### What to produce:
Write out the Supreme Court syllabus below word for word and in full.
──────── Text under study ────────
|Syllabus ||Dissent |
[ Thomas ]
[ Kennedy ]
NOTE: Where it is feasible, a syllabus (headnote) will be released, as is being done in connection with this case, at the time the opinion is issued. The syllabus constitutes no part of the opinion of the Court but has been prepared by the Reporter of Decisions for the convenience of the reader. See United States v. Detroit Lumber Co., 200 U.S. 321, 337.
SUPREME COURT OF THE UNITED STATES
THOMAS JEFFERSON UNIVERSITY, dba THOMAS JEFFERSON UNIVERSITY HOSPITAL v. SHALALA, SECRETARY OF HEALTH AND HUMAN SERVICES
certiorari to the united states court of appeals for the third circuit
Medicare reimburses provider hospitals for the costs of certain educational activities, including the cost of graduate medical education (GME) services furnished by the hospital or its affiliated medical school, 42 CFR §§ 413.85 413.17(a). However, reimbursement of educational activities is limited by (1) an "anti redistribution" principle, providing that the Medicare program's intent is to support activities that are "customarily or traditionally carried on by providers in conjunction with their operations," but that the program should not "participate in increased costs resulting from redistribution of costs from educational institutions . . . to patient care institutions, §413.85(c) (emphasis added); and (2) a "community support" principle, providing that Medicare will not assume the cost for educational activities previously borne by the community, ibid. Petitioner teaching hospital, a qualified Medicare provider, sought no reimbursement for its nonsalary related (administrative) GME costs before 1984, and those costs were borne by its affiliated medical college. In fiscal year 1985, the fiscal intermediary disallowed the hospital's claim for reimbursement for such costs, but the Provider Reimbursement Review Board reversed in part, allowing reimbursement. Respondent Secretary reinstated the fiscal intermediary's ruling, concluding that reimbursement for the nonsalary GME costs borne in prior years by the medical college would constitute an impermissible redistribution under §413.85(c). As an independent ground, she concluded that the community support principle also barred reimbursement. The District Court and the Court of Appeals affirmed.
──────── Provided information ────────
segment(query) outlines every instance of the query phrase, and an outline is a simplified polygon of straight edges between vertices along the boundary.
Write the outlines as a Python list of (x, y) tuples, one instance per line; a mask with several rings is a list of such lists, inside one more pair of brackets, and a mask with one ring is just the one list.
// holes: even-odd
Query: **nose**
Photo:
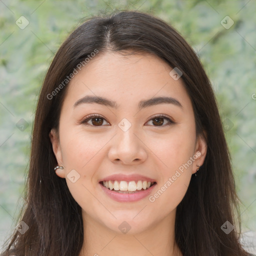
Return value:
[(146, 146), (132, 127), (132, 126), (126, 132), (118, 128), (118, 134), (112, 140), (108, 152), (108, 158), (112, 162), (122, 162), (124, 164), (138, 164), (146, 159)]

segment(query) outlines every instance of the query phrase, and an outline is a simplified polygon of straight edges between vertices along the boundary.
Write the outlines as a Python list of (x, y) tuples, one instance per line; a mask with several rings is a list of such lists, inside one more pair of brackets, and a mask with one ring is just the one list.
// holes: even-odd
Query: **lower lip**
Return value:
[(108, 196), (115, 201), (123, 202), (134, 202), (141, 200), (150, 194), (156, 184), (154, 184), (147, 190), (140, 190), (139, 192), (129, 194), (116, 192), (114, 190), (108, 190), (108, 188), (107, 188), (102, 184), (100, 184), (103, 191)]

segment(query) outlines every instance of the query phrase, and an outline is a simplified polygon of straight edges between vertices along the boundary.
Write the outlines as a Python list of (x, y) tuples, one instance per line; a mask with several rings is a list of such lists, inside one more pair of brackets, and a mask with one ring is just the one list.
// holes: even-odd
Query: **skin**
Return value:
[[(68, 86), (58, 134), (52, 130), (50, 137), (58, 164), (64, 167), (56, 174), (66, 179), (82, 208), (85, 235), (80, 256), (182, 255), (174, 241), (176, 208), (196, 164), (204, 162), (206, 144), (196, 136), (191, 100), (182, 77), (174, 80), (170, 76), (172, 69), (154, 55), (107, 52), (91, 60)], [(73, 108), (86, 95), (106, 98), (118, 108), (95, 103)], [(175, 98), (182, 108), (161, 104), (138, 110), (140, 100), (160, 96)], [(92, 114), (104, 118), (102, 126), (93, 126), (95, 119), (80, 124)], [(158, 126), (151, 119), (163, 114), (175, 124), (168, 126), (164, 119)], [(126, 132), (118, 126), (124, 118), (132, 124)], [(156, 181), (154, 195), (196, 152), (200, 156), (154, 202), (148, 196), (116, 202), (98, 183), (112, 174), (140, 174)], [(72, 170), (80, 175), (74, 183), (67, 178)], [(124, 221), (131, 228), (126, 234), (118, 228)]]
────────
### Exercise output:
|Syllabus ||Dissent |
[ Thomas ]
[ Kennedy ]
NOTE: Where it is feasible, a syllabus (headnote) will be released, as is being done in connection with this case, at the time the opinion is issued. The syllabus constitutes no part of the opinion of the Court but has been prepared by the Reporter of Decisions for the convenience of the reader. See United States v. Detroit Lumber Co., 200 U.S. 321, 337.
SUPREME COURT OF THE UNITED STATES
THOMAS JEFFERSON UNIVERSITY, dba THOMAS JEFFERSON UNIVERSITY HOSPITAL v. SHALALA, SECRETARY OF HEALTH AND HUMAN SERVICES
certiorari to the united states court of appeals for the third circuit
Medicare reimburses provider hospitals for the costs of certain educational activities, including the cost of graduate medical education (GME) services furnished by the hospital or its affiliated medical school, 42 CFR §§ 413.85 413.17(a). However, reimbursement of educational activities is limited by (1) an "anti redistribution" principle, providing that the Medicare program's intent is to support activities that are "customarily or traditionally carried on by providers in conjunction with their operations," but that the program should not "participate in increased costs resulting from redistribution of costs from educational institutions . . . to patient care institutions, §413.85(c) (emphasis added); and (2) a "community support" principle, providing that Medicare will not assume the cost for educational activities previously borne by the community, ibid. Petitioner teaching hospital, a qualified Medicare provider, sought no reimbursement for its nonsalary related (administrative) GME costs before 1984, and those costs were borne by its affiliated medical college. In fiscal year 1985, the fiscal intermediary disallowed the hospital's claim for reimbursement for such costs, but the Provider Reimbursement Review Board reversed in part, allowing reimbursement. Respondent Secretary reinstated the fiscal intermediary's ruling, concluding that reimbursement for the nonsalary GME costs borne in prior years by the medical college would constitute an impermissible redistribution under §413.85(c). As an independent ground, she concluded that the community support principle also barred reimbursement. The District Court and the Court of Appeals affirmed.